**Exercise objective**
Put every line of the items below into one numbered list, skipping any blank lines. Leave the pictures out of your list.
+ + + + +
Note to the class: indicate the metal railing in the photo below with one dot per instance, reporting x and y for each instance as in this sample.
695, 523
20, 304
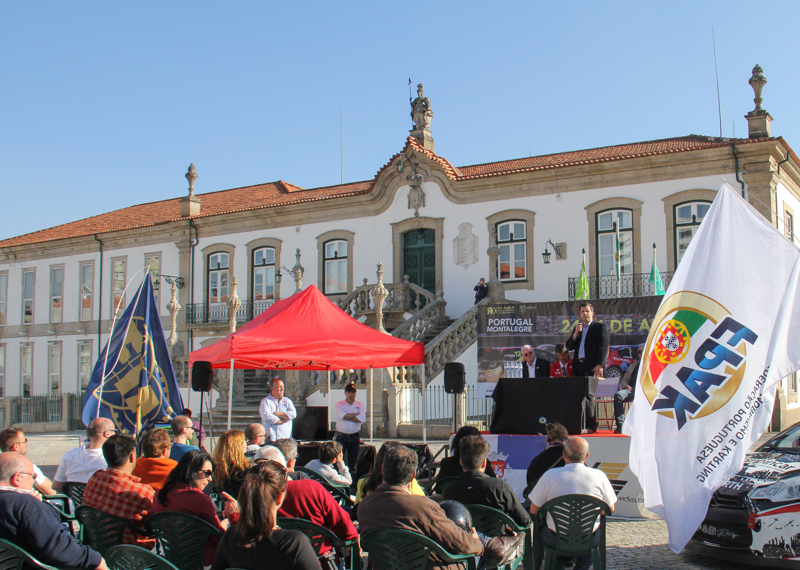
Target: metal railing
608, 287
201, 313
439, 406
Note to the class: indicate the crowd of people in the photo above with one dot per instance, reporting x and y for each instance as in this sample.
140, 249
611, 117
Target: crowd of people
250, 483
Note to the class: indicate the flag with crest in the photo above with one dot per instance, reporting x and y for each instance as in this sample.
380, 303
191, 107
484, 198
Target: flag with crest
133, 383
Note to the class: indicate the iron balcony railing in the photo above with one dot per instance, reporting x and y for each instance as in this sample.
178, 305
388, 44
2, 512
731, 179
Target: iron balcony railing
608, 287
201, 313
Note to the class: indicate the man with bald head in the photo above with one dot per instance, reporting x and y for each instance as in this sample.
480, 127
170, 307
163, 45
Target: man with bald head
80, 463
36, 526
575, 478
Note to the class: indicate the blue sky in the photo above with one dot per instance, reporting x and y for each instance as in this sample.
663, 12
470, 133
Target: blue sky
105, 104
+ + + + +
**Response to this task**
1. Note to the class: indicate the metal railing in the photo below with one dot per instance, reporting x and y for each instance as in this sample.
2. 695, 523
3. 20, 304
4. Target: metal railing
5. 608, 287
6. 201, 313
7. 439, 406
8. Note to the class: indicate the crowd of people in the photo above with one dot per instance, reporting x and y for each instance as in this sample.
9. 140, 249
10. 611, 117
11. Target: crowd of people
12. 250, 483
13. Note to the class: indicate the flag with crest in the photo above with one dot per instance, reporting x and y for each instance as in this sample.
14. 380, 303
15. 191, 107
16. 484, 198
17. Target: flag with crest
18. 133, 383
19. Note to the class: indicate the iron balcony railing in the photo above with one dot per instance, reporting x and y for each instance as in this sample.
20. 178, 305
21. 388, 44
22. 2, 512
23. 731, 179
24. Target: iron balcony railing
25. 608, 287
26. 201, 313
27. Note to the class: indicate the man with bald head in the photo above with one dot per instance, reporting x and y for each instance as in this sample.
28. 480, 127
29. 170, 307
30. 163, 45
31. Target: man with bald head
32. 80, 463
33. 36, 526
34. 575, 478
35. Note to the class: indicate the blue sky in the photo above with one dot per instance, reporting x and y for each instance as in this sample.
36. 663, 12
37. 470, 133
38. Target: blue sky
39. 105, 104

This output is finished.